[Records from a data source]
=-=-=
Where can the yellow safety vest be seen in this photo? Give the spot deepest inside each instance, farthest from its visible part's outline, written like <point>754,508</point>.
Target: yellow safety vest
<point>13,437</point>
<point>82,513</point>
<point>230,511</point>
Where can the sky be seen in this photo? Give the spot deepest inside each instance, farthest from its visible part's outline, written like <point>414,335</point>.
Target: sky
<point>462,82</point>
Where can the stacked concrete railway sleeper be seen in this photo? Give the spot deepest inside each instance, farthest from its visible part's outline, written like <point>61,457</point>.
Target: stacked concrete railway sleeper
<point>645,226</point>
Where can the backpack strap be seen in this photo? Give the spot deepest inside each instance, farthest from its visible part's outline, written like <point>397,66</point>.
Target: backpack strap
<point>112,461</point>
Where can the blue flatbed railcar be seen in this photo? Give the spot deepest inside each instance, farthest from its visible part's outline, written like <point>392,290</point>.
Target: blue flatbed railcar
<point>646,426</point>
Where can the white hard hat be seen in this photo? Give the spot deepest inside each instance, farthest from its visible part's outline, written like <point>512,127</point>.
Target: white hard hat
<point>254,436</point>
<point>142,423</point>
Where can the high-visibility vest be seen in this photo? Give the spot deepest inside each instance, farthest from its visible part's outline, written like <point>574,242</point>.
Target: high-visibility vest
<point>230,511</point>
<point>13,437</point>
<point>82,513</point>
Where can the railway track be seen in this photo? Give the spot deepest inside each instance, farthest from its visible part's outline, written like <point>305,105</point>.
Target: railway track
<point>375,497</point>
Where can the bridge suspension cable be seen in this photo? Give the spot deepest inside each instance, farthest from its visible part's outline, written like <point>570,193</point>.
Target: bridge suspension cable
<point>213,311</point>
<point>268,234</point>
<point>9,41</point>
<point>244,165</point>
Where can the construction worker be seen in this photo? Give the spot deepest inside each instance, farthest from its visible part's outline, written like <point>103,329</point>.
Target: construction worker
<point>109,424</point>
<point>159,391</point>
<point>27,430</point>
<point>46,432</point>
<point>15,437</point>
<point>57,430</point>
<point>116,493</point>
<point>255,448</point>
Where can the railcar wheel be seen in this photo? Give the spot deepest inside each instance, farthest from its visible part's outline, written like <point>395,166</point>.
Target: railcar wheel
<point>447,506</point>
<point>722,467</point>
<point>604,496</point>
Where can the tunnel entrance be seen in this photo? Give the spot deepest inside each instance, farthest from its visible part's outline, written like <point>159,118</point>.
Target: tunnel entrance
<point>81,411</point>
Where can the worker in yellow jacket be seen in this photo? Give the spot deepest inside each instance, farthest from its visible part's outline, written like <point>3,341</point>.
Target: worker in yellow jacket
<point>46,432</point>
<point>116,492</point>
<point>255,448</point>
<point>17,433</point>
=-=-=
» Exercise
Output everything from the line containing "Where can the backpack" down to the line containing "<point>646,426</point>", both ends included, as a two-column CSV with the headers input and output. Give one row per record, with its text under input and its answer under output, each value in one quoted field and with line breaks replaced by spaces.

» Output
input,output
"Where can the backpack strap be seen in this photo? Give the spot deepest inside each instance, farthest from its visible part's outline, written like <point>397,66</point>. Target: backpack strap","<point>112,461</point>"
"Where can the blue flatbed railcar be seen in this photo? Give the spot deepest inside each instance, farthest from its visible part's outline, written like <point>392,290</point>. Target: blue flatbed railcar","<point>646,426</point>"